Problem to solve: Leave out the pictures and print the records below exactly.
--- START ---
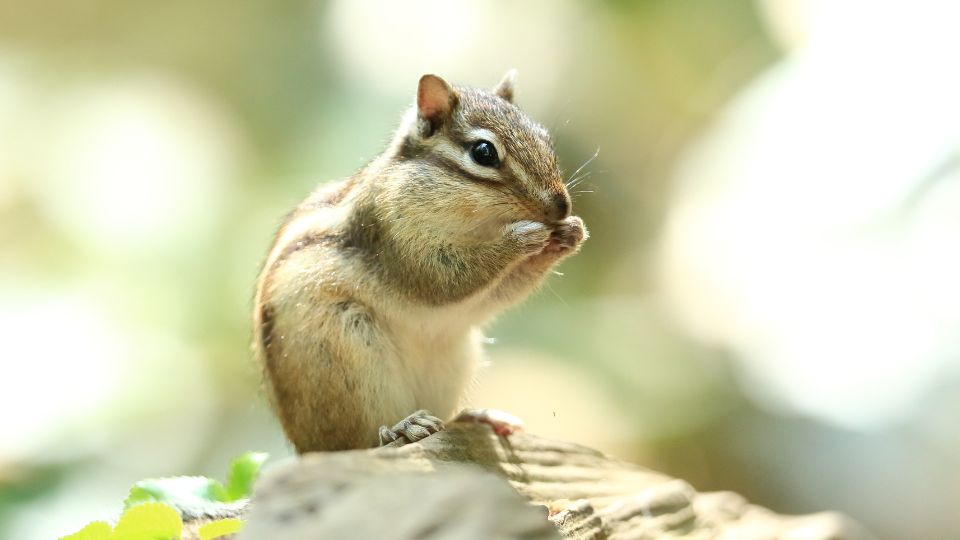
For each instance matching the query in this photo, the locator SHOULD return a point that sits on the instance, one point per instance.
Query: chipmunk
(370, 305)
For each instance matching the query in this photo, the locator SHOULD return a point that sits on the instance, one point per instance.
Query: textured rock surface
(441, 488)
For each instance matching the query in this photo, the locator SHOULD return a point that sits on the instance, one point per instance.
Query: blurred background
(768, 303)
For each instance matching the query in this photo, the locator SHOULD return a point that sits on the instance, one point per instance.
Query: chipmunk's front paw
(416, 427)
(531, 236)
(566, 236)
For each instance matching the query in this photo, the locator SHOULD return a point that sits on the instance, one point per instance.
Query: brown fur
(370, 301)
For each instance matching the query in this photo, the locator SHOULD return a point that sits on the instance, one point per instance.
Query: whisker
(585, 163)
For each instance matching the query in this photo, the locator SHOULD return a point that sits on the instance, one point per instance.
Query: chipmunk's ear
(435, 102)
(504, 88)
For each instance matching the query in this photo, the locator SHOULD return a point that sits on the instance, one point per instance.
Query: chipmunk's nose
(561, 207)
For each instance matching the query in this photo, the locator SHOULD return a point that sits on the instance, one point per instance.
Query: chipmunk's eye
(485, 153)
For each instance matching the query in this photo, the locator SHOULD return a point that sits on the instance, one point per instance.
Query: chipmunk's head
(478, 158)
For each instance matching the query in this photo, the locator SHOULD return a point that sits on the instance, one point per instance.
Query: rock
(456, 485)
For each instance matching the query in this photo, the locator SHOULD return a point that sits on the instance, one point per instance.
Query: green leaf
(221, 527)
(179, 492)
(149, 521)
(244, 471)
(98, 530)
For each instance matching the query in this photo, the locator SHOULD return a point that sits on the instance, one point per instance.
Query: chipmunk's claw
(416, 427)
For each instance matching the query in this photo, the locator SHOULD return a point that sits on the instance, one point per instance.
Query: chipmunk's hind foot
(416, 427)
--- END ---
Finished task:
For each instance matching the query in this photo, the locator SHOULD return a point that sits on the instance, one point per instance.
Query: chipmunk
(370, 305)
For each instance matching the query in this photo, the locator SHOULD return a point that sits on the instance, one point per instance.
Query: textured rock surface
(441, 488)
For each instance matching the query in this photo, the locator SHOULD return a point that sits on the instance, one point per instance.
Query: blurred background
(768, 303)
For each instance matching the query in this photo, the locator SHOULD return a point that sits on the instance, one point per instance.
Query: chipmunk's front paw
(416, 427)
(531, 236)
(566, 236)
For each instance matching the query in this photo, the locator SHOULD return a point that sits on the instance, one point per instance.
Query: brown fur
(370, 301)
For each instance matching the query in this photo, the locator SHOULD return a point that sits on the instance, one point per instance.
Query: whisker
(585, 163)
For each instance matching the query in this photo, the locator SHOULD return a point that sits on the instance, one point per instance.
Query: chipmunk's ear
(435, 102)
(504, 88)
For each instance matching the query in this photo, the locator SHOULD return a point that sits on the instance, one point per instance.
Query: chipmunk's nose
(561, 207)
For each instance matching the query in this photo, the locator SHOULD return a point that sits on the instance, one point per instance.
Query: chipmunk's eye
(485, 153)
For each instance matching the query in this photo, the locator SHOULD return a point that sits on the instance, one point per instance.
Query: chipmunk's head
(478, 158)
For each instance matching the query in this photo, the locator SHOULD return a point that sits on the instance, one point per instance.
Query: rock
(456, 485)
For each instance matching the query in this photo, the locator SHOULD return a point that sits on the instance, one point per instance.
Query: green leaf
(221, 527)
(179, 492)
(149, 521)
(244, 471)
(98, 530)
For each instance matching the query in this photo, the locator SHOULD return a point that sits on the instance, one point per instance.
Query: chipmunk's claw
(416, 427)
For each instance matching the query in this photo, the locator SHOULD return a point that sits on the instance, one point per instance.
Query: chipmunk's hind foot
(416, 427)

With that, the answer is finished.